■ **TEXT PASSAGE**
Content starts

Run Qwen3.6-35B-A3B-UD-Q5_K_XL Locally on AMD R9700 with VS Code Copilot

A Reddit user reports great results running the Qwen3.6-35B-A3B-UD-Q5_K_XL GGUF model locally using llama.cpp with Vulkan on a single AMD R9700 GPU. The setup served as a drop-in replacement for GitHub Copilot in VS Code, generating a complete test website and Playwright test suite with minimal intervention.

llama.cpp Startup Command

/app/llama-server -m /models/Qwen3.6-35B-A3B-UD-Q5_K_XL/Qwen3.6-35B-A3B-UD-Q5_K_XL.gguf \
  --ctx-size 262144 --threads 8 --threads-batch 8 \
  --gpu-layers 99 --parallel 1 --flash-attn on \
  --batch-size 2048 --ubatch-size 1024 \
  --cache-type-k q8_0 --cache-type-v q8_0 \
  --cache-ram 12000 --ctx-checkpoints 50 \
  --mmap --no-mmproj --kv-unified \
  --reasoning off --reasoning-budget 0 --jinja \
  --temp 0.6 --top-k 20 --top-p 0.95 --min-p 0.0 \
  --repeat-penalty 1.0 --presence-penalty 0.0

Key parameters: 256K context window, 99 GPU layers for full offload, flash attention enabled, and sampling config taken from the Qwen3.6-35B-A3B Hugging Face page under "precise coding".

VS Code Integration

The user configured a custom chat model in chatLanguageModels.json pointing to the local llama.cpp server:

{
  "name": "Sean Llama.cpp",
  "vendor": "customoai",
  "apiKey": "${input:chat.lm.secret.3c0c0f21}",
  "models": [
    {
      "id": "Qwen3.6-35B-A3B-UD-Q5_K_XL.gguf",
      "name": "Qwen3.6-35B",
      "url": "https://llm.home.arpa/v1/chat/completions",
      "toolCalling": true,
      "vision": false,
      "maxInputTokens": 180000,
      "maxOutputTokens": 10000,
      "family": "Qwen3",
      "inputTokenCost": 0.0001,
      "outputTokenCost": 0.0001,
      "temperature": 0.6,
      "top_p": 0.95,
      "top_k": 20,
      "repeat_penalty": 1,
      "presence_penalty": 0,
      "frequency_penalty": 0,
      "systemMessage": "You are a precise coding assistant. Avoid repeating plans. Execute tasks directly. Do not restate intentions multiple times.",
      "timeout": 600000,
      "retry": { "enabled": true, "max_attempts": 2, "interval_ms": 1500 }
    }
  ]
}

The model correctly responded to tool calling requests, allowing it to act as a Copilot replacement.

Content ends

■ **APPLY WHAT YOU READ**
1. According to the Qwen3.6 article, where did the sampling settings in the llama.cpp startup command come from?
2. Write the next part of the Qwen3.6 article, picking up after its final sentence.
The material that comes next has no connection to the Qwen3.6 article.

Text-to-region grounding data
Content starts

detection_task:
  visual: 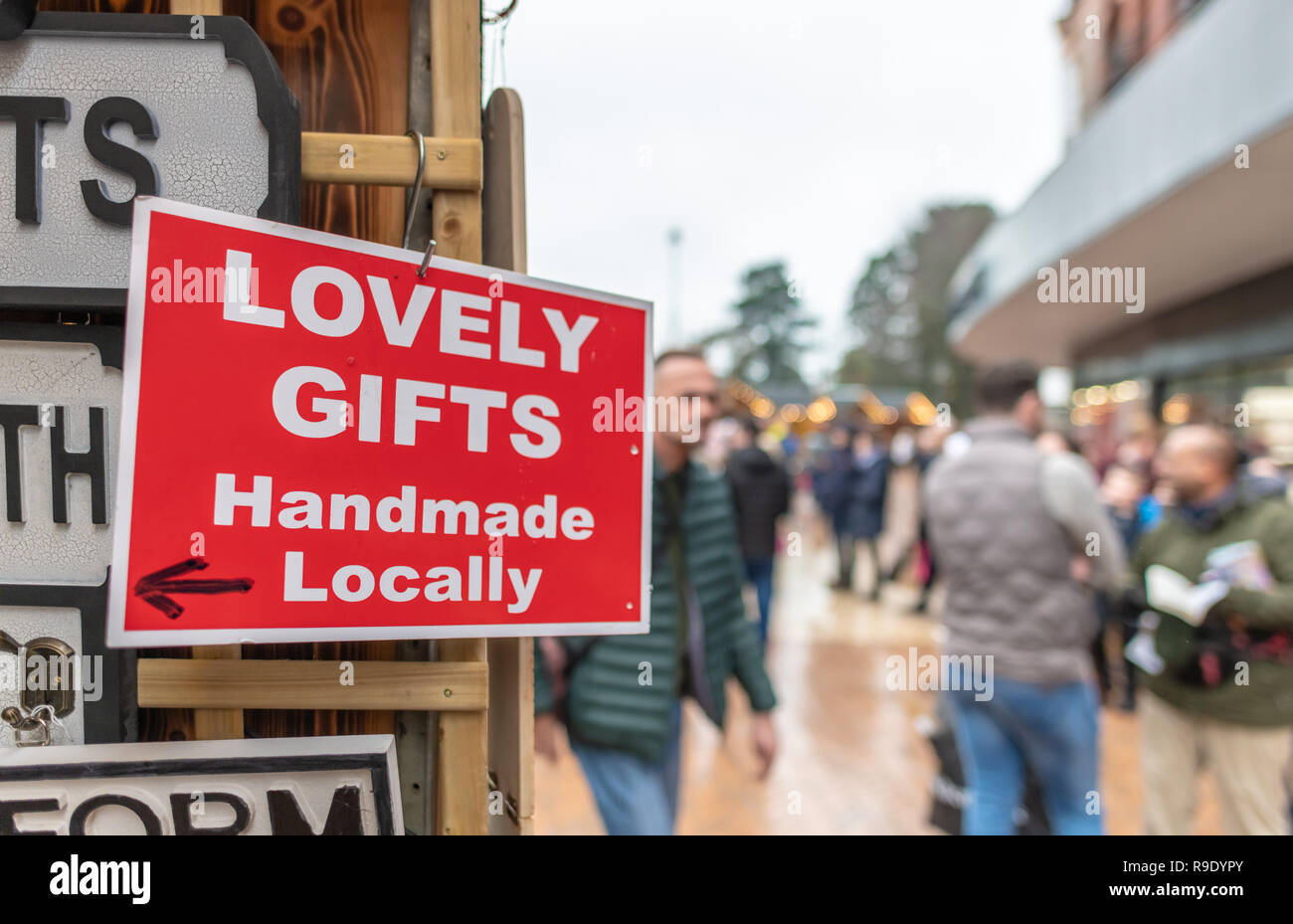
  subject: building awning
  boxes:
[949,0,1293,363]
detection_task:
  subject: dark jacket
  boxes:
[1132,483,1293,728]
[812,449,853,532]
[534,462,777,760]
[727,446,790,558]
[836,451,889,539]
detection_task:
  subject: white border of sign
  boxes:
[107,196,654,647]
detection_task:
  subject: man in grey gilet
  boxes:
[925,363,1125,833]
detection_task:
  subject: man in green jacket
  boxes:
[534,350,777,834]
[1133,425,1293,834]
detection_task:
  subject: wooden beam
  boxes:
[431,0,481,264]
[138,657,488,713]
[481,88,534,834]
[431,0,488,834]
[171,0,225,13]
[301,132,482,190]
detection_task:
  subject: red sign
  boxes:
[108,198,650,647]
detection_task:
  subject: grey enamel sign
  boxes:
[0,13,300,311]
[0,322,134,751]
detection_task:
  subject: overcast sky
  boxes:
[483,0,1069,377]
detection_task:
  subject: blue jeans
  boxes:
[945,677,1103,834]
[570,700,682,834]
[745,558,772,647]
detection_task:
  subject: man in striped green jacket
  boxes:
[534,350,777,833]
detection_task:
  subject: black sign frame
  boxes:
[0,13,301,315]
[0,320,139,744]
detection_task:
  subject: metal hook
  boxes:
[418,239,436,279]
[404,128,427,251]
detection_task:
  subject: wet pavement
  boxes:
[535,477,1219,834]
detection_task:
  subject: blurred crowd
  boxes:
[535,350,1293,833]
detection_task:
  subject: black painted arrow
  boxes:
[134,558,255,619]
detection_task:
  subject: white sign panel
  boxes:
[0,735,404,834]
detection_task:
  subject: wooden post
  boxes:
[431,0,488,833]
[482,88,534,834]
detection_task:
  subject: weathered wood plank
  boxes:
[138,657,488,715]
[301,132,483,190]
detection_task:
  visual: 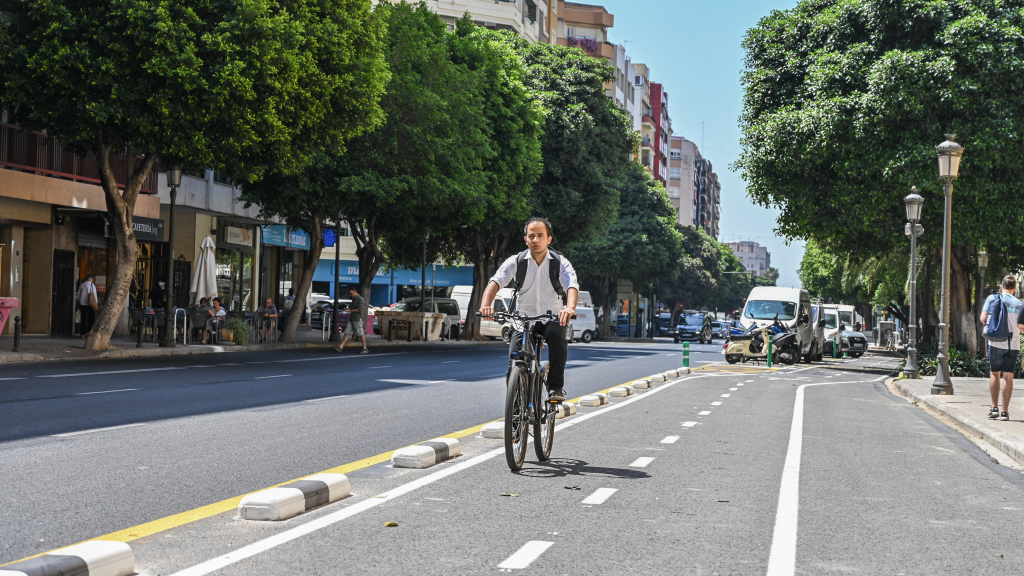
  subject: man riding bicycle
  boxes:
[480,217,580,402]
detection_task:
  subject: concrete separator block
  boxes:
[239,474,351,521]
[580,393,608,408]
[391,438,462,468]
[480,420,505,440]
[0,540,135,576]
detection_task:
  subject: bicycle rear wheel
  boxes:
[505,366,529,470]
[534,372,558,462]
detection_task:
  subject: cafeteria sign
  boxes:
[263,224,309,250]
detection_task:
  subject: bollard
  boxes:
[11,316,22,352]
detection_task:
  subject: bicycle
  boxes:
[476,311,575,471]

Content ends

■ **ANSWER SET**
1. From the Qwen3.6-35B-A3B Hugging Face page, under "precise coding".

2.
Real-World Test: Full Stack Generation

The user fed a detailed prompt (originally from ChatGPT) asking the model to build a "Bike Shop Service Tracker" — a local-first React + TypeScript app using localStorage. Requirements included a data model, seed data, filtering, sorting, and form validation. The model generated the entire website fully functional on the first run.

Next, they prompted it to generate a complete Playwright test suite. Only one test required a manual fix — otherwise the suite ran without errors. The user's conclusion: "I think I am done tweaking and testing models (until the next big release) and can get back to coding now."